PASSAGE EXTRAIT:
+++

Mme [D] [I] expose qu'elle a souscrit sa déclaration de nationalité française le 9 juillet 2018 ; qu'aucun récépissé ne lui a été remis préalablement à cette souscription alors qu'un tel récépissé aurait dû lui être remis selon l’article 29 du décret n°93-1362 du 30 décembre 1993, dans sa rédaction issue du décret n°2016-872 du 29 juin 2016 ; qu'un récépissé lui a été remis le 12 mars 2019 ; qu'en l'absence de décision d'enregistrement de la déclaration de nationalité française dans le délai de 6 mois à compter du 9 juillet 2019, l'enregistrement de la déclaration de nationalité française doit intervenir de plein droit.

Le ministère public expose que la souscription de la déclaration de nationalité française a eu lieu le 9 juillet 2018 ; que le récépissé n’est pas nécessairement remis le jour même de la souscription de la déclaration ; qu'en tout état de cause, l’unique objet du récépissé est de faire courir les délais d’enregistrement prévus à l’article 26-3 du code civil (délai de 6 mois pour les déclarations souscrites au titre de l’article 21-12), dont le non respect est sanctionné par l’article 26-4 alinéa 1er du code civil ; que la décision de refus d’enregistrement du 24 mai 2019 a respecté le délai de six mois fixé par la loi, de sorte qu’aucun enregistrement de plein droit ne peut dans ces conditions être ordonné ; qu'il sollicite à titre reconventionnel, l'annulation de l'enregistrement de la déclaration.

+++

FICHES FOURNIES:
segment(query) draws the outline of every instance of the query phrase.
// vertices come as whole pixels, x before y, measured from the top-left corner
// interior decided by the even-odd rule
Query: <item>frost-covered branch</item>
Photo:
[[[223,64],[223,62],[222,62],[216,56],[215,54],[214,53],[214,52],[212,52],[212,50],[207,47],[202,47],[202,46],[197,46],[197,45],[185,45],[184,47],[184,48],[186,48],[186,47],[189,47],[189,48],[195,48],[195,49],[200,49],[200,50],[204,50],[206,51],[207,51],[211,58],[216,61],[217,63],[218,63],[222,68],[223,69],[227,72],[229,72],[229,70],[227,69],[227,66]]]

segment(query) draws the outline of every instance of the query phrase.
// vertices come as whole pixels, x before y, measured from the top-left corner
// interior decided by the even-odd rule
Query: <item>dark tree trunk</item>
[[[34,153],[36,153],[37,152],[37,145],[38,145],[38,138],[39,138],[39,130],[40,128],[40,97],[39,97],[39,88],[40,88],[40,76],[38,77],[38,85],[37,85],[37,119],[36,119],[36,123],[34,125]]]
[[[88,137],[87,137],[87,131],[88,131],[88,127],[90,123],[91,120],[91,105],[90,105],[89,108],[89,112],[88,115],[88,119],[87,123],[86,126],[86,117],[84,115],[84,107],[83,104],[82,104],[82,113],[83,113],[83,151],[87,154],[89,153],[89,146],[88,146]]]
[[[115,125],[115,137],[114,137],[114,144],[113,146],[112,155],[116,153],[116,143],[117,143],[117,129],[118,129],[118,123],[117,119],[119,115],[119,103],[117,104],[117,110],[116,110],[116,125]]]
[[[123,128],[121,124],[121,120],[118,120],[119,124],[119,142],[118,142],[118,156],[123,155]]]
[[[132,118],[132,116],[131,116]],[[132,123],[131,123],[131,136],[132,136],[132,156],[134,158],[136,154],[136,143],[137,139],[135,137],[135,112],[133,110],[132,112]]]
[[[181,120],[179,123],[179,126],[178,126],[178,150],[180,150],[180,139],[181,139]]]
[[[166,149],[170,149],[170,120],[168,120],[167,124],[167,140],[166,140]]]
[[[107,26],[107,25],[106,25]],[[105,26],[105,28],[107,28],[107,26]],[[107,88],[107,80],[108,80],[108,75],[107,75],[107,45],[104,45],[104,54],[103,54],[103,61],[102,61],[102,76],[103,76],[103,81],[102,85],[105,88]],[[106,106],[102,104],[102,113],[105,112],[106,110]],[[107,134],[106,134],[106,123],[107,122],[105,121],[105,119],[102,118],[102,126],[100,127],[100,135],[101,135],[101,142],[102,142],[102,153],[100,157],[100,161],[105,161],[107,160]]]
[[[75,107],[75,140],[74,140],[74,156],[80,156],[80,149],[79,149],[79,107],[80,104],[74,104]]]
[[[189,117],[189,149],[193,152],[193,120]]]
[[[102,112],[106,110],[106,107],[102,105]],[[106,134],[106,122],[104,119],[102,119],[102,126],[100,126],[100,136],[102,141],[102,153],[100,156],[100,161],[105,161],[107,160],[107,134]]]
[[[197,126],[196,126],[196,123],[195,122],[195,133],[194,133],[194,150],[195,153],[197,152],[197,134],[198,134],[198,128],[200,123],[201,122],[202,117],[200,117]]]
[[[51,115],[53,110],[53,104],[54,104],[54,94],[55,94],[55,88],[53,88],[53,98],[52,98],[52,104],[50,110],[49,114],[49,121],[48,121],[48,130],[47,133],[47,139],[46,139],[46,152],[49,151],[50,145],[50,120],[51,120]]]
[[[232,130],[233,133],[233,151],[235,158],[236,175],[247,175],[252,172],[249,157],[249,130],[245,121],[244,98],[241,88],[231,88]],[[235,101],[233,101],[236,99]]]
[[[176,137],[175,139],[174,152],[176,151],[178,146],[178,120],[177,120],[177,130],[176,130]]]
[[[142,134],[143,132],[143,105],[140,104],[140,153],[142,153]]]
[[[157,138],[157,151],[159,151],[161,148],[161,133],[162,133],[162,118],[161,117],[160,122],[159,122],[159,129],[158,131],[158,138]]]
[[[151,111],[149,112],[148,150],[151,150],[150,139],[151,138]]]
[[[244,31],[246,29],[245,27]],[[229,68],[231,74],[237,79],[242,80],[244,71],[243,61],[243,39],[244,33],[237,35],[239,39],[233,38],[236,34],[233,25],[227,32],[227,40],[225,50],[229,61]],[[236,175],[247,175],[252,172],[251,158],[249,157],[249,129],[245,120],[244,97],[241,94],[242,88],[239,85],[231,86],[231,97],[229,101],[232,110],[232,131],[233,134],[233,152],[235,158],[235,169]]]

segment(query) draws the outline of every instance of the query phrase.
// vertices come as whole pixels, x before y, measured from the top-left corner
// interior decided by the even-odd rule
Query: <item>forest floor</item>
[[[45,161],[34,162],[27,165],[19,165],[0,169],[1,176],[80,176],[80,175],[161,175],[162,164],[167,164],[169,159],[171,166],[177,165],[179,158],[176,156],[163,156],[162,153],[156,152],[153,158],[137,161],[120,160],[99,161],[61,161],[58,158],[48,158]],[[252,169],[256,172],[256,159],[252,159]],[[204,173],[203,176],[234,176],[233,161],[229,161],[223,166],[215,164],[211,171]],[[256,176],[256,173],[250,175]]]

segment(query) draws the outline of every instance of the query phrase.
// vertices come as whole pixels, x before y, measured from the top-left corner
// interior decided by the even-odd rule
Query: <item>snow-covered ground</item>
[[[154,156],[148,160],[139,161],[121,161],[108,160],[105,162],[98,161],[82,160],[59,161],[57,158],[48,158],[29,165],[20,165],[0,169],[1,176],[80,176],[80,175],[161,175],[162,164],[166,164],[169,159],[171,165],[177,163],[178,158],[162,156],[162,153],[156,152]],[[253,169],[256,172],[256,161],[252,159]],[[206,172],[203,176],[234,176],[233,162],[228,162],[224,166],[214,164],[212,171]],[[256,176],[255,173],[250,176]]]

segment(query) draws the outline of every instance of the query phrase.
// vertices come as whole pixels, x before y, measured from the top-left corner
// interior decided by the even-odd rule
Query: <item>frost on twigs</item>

+++

PROBLÈMES À RÉSOUDRE:
1. Relevez toutes les lignes des fiches où figure la chaîne « covered », en tenant compte de la casse.
2. Poursuivez, s'il vous plaît, le texte sur la déclaration de nationalité française à partir de sa dernière phrase.

RÉSULTATS OBTENUS:
1.
Query: <item>frost-covered branch</item>
Query: <item>snow-covered ground</item>

2.
Sur le bien fondé de l'action

Aux termes de l'article 21-12 du code civil, l'enfant qui a fait l'objet d'une adoption simple par une personne de nationalité française peut, jusqu'à sa majorité, déclarer, dans les conditions prévues aux articles 26 et suivants, qu'il réclame la qualité de Français, pourvu qu'à l'époque de sa déclaration il réside en France. Aux termes de l'article 21-12 1° du code civil, peut, dans les mêmes conditions, réclamer la nationalité française l'enfant qui, depuis au moins trois années, est recueilli sur décision de justice et élevé par une personne de nationalité française ou est confié au service de l'aide sociale à l'enfance.

Il résulte de l'article 26-3 du code civil dans sa rédaction issue de la loi n°2016-1547 du 18 novembre 2016 applicable, que le ministre ou le directeur des services de greffe refuse d'enregistrer les déclarations qui ne satisfont pas aux conditions légales ; sa décision motivée est notifiée au déclarant qui peut la contester devant le tribunal de grande instance durant un délai de six mois. L'action peut être exercée personnellement par le mineur dès l'âge de seize ans ; la décision de refus d'enregistrement doit intervenir six mois au plus après la date à laquelle a été délivré au déclarant le récépissé constatant la remise de toutes les pièces nécessaires à la preuve de recevabilité de la déclaration. L'article 26-4 du code civil poursuit qu'à défaut de refus d'enregistrement dans les délais légaux, copie de la déclaration est remise au déclarant revêtue de la mention de l'enregistrement.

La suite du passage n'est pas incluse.